§ **PROVIDED TEXT**
_ _ _ _
Re: Faraday "magnetic" induction without a magnetic field.

On 14 May, 06:01, Benj <bjac...@xxxxxxxxxxx> wrote:
On May 13, 4:13 pm, blackhead <larryhar...@xxxxxxxxxxxx> wrote:

On 11 May, 06:54, Benj <bjac...@xxxxxxxxxxx> wrote:
The magnetic vector potential, A, is seen as more fundamental than B.
If Faraday's law used A instead of B, would that be better for you?

Faraday's law DOES "use" A and also "uses" B. What you don't get is
that a current density J creates BOTH a retarded magnetic field B and
a retarded A in space.
It ALSO creates a retarded electric field E
(electrokinetic) in space as well. Note that since all these things
are retarded: The curl of A EQUALS B but A does not CREATE B. Also
while the rate of change of A is equal to the negative of the Electric
field, A does NOT "create" E. The current source J creates A, B and E
all of which are retarded because of the speed of light. Hence the
true Faraday relationship is between J and E even though E is
"measured by" [to use Maxwell's words] the rate of change of A. It is
J that is the source that creates the E. The source of E is NOT B nor
A!

OK, but Faraday's Law establishes a relationship between the rate of
change of B in a closed loop and the induced EMF around that loop that
makes engineers' and physicists' lives easier. You could develop a law
using just d/dt(J(t -R/c)) to calculate E(R) but it would involve the
calculation of d/dt J at reatarded times which looks hopelessly
complicated except for simple problems.

You could argue the idea of the magnetic field is bogus as well
because it arises as a result of the retarded nature of E and
Galillean invariance.

What does this "electrokinetic E" field do which the Magnetic Vector
Potential doesn't?

Accelerates charges for one thing!  Just as any true E field would. We
call it "electrokinetic" however, because it's properties are quite
different from a static E field.

I suspect you mean it increases the KE of charge and is related to the
part of the retarded E that does work on charge, the orthogonal part
being B and just changing its direction.

If a wire of 0R carries a finite current, then the 2 points of the
wire are indeed at the the same potential.

This is obviously a totally false statement. In fact this is the whole
error that is the basis of the Lewin scam. Wrap a single turn about a
solenoid and cut it at one point. Measure the voltage across the cut.
It's 1 volt.
Now put a 1 megohm resistor across the gap. Measure the
voltage again. Duh. Still 1 volt and with 1 microamp flowing. You DO
agree that 1 microamp is a finite current, right?
_ _ _ _
§ **ENTRIES SUPPLIED**
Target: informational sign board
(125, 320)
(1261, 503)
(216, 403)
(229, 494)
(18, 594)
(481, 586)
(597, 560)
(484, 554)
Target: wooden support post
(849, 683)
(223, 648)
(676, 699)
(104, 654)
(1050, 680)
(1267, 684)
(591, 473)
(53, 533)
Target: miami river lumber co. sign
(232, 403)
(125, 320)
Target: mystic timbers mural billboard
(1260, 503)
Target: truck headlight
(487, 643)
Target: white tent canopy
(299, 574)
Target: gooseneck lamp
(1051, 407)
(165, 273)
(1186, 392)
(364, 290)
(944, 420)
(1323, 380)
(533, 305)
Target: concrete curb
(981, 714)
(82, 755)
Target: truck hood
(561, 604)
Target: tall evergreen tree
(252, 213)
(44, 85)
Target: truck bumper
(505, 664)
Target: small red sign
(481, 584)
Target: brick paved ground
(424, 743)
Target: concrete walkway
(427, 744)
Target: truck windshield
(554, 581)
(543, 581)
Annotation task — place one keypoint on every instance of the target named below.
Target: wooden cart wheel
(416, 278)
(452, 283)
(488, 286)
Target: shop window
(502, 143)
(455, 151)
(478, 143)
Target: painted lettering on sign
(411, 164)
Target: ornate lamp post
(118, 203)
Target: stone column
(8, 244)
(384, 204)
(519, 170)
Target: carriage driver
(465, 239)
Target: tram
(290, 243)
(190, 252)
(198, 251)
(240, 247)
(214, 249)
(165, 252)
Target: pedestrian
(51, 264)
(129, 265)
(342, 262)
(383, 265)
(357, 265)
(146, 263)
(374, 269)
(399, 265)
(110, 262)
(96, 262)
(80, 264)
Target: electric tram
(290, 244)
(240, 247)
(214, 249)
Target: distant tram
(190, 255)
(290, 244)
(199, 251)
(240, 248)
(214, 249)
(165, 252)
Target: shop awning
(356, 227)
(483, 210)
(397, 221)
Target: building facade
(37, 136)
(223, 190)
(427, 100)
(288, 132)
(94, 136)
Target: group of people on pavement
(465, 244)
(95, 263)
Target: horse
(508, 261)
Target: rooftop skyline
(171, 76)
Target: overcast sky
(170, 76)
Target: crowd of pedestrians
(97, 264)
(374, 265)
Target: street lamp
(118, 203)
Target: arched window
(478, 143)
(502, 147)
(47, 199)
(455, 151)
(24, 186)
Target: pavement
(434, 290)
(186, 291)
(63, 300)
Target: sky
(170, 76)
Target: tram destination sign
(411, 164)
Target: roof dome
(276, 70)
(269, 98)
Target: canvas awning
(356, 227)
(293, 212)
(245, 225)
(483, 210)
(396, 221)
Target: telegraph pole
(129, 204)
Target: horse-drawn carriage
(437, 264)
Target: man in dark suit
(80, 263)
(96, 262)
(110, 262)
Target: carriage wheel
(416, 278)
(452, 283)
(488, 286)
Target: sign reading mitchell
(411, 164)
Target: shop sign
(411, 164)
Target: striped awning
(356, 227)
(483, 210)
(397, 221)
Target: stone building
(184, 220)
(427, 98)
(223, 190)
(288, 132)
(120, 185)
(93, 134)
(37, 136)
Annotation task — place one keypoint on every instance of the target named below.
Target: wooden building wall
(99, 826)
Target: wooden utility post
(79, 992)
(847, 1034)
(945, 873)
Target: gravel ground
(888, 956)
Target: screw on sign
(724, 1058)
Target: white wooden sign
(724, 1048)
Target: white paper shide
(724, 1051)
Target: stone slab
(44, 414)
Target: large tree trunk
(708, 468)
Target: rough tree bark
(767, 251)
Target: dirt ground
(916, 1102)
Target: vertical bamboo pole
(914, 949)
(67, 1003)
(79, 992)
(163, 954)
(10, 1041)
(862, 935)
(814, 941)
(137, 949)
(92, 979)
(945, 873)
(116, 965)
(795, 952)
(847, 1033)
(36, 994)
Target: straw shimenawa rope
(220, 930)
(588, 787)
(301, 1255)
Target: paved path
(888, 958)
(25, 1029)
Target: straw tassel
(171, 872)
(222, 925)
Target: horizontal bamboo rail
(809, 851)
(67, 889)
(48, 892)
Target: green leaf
_ _ _ _
§ **TASK STATEMENT**
List every quantity that the forum thread on Faraday induction says the current density J creates. The items bear no relation to the forum thread on Faraday induction.

§ **FINISHED ANSWER**
- The magnetic vector potential, A
- The magnetic field, B
- The electric field, E